• _TASK STATEMENT_
Please return the listing below line for line, without changing anything.
_____
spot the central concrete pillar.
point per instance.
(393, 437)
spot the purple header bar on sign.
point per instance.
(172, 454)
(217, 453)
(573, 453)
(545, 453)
_____
• _EXERCISE OUTPUT_
spot the central concrete pillar.
point per instance.
(393, 437)
spot the purple header bar on sign.
point per instance.
(172, 454)
(217, 453)
(573, 453)
(545, 453)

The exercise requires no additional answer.